━━ Data supplied ━━

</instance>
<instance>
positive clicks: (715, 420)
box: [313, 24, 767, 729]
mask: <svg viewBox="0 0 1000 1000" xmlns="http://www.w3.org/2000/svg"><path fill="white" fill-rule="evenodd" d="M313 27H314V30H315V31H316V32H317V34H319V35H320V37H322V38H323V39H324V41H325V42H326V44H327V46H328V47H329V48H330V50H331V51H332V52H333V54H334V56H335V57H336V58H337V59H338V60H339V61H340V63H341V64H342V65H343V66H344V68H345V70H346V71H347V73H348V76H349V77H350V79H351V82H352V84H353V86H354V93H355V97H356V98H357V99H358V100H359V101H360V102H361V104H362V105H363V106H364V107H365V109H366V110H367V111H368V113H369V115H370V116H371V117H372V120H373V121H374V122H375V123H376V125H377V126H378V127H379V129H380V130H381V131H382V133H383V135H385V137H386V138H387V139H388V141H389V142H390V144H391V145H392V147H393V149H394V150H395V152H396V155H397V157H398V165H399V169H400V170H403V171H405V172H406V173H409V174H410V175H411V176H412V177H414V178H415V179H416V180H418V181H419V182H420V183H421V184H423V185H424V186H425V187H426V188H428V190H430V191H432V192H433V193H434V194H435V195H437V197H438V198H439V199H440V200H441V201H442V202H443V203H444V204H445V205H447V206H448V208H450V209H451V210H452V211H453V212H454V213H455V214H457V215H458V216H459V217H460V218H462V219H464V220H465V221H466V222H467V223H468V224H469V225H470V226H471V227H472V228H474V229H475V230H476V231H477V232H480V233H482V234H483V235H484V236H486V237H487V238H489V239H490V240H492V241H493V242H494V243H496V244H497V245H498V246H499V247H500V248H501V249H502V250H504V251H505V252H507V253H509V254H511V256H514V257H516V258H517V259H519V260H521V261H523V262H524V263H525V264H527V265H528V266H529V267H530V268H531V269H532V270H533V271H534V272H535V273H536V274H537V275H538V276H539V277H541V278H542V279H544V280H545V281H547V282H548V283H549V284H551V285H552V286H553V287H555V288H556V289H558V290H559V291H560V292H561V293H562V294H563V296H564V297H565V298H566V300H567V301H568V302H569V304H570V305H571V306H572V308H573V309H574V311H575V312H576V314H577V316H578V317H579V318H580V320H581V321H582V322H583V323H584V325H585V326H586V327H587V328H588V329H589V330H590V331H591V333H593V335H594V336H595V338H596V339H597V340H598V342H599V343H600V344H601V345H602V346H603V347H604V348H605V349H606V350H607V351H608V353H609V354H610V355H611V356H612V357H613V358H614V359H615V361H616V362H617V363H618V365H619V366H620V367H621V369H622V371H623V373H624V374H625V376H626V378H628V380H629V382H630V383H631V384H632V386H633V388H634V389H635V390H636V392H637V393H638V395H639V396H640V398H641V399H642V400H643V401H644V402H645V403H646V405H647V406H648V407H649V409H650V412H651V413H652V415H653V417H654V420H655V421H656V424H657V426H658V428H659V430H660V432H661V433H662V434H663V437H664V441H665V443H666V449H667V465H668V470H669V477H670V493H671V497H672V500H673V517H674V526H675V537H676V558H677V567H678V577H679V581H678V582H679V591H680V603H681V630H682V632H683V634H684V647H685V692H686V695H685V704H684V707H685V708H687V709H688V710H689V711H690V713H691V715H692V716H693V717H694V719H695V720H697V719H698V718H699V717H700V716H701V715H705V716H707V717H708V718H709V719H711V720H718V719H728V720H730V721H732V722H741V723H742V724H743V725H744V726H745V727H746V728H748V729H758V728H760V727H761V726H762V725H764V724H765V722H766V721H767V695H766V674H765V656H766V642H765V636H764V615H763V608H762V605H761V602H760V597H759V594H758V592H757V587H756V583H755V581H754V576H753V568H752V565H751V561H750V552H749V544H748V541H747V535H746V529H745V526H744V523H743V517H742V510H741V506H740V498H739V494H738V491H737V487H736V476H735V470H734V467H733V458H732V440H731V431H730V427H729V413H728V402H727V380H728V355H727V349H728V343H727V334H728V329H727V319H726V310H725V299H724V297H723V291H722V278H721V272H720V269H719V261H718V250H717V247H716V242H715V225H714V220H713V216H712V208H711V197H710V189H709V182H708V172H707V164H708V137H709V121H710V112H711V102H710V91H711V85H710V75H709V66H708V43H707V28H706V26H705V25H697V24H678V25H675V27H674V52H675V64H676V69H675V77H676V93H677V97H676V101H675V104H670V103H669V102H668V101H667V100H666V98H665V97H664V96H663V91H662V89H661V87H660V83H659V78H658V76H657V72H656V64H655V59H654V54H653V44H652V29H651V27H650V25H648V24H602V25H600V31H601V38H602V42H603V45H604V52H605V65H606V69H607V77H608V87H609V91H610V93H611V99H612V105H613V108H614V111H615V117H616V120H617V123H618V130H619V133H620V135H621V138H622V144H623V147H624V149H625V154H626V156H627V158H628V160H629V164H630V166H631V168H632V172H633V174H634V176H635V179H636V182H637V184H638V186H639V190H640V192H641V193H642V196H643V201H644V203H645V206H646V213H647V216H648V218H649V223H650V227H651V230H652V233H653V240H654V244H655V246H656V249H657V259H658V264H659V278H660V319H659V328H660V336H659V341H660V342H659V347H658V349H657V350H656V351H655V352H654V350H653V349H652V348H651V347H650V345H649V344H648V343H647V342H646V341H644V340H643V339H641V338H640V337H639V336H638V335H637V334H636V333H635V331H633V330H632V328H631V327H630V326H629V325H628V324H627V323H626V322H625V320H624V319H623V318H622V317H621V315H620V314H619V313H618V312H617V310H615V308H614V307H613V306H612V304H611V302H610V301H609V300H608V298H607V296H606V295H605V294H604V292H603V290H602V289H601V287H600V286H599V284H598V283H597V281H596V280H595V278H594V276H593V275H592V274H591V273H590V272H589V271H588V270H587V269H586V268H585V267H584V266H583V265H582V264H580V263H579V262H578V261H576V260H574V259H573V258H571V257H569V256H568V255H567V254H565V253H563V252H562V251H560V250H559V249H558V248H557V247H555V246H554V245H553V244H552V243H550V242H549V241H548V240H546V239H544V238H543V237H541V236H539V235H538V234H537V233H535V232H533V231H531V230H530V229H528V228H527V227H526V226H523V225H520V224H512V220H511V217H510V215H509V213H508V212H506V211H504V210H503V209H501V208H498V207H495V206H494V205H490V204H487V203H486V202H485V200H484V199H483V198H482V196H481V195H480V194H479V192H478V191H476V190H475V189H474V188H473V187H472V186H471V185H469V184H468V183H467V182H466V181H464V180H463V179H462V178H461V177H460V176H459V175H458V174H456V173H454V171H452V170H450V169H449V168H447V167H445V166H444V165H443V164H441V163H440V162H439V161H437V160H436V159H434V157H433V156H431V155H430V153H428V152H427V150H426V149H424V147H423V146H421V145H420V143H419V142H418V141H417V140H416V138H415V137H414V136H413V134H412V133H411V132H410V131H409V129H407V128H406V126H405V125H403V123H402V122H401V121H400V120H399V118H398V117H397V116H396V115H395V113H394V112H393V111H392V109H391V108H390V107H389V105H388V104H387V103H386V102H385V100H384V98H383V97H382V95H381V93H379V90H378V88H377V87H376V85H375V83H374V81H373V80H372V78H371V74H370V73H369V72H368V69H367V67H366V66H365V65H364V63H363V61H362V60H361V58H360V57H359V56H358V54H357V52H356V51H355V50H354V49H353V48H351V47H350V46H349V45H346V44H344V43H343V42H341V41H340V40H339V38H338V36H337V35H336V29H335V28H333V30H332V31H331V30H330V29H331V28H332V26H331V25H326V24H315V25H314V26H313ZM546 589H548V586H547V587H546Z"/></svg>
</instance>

━━━
━━ Data supplied ━━

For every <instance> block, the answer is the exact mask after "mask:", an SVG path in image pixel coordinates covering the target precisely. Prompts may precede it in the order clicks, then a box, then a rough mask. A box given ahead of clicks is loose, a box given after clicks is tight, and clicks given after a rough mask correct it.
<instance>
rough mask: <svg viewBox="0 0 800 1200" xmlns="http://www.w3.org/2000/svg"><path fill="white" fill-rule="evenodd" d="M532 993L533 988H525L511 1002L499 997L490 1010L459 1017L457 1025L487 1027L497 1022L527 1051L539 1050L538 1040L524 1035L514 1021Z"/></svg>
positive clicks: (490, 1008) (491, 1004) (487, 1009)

━━━

Look through the data above and return exactly the lines from the one that contains "rough mask: <svg" to the one that contains "positive clicks: (490, 1008)", inclusive, with nothing else.

◆ Answer space:
rough mask: <svg viewBox="0 0 800 1200" xmlns="http://www.w3.org/2000/svg"><path fill="white" fill-rule="evenodd" d="M532 993L533 988H525L511 1002L499 997L490 1010L459 1017L457 1025L487 1027L497 1022L527 1051L539 1050L538 1040L524 1035L514 1021Z"/></svg>
positive clicks: (490, 1008) (491, 1004) (487, 1009)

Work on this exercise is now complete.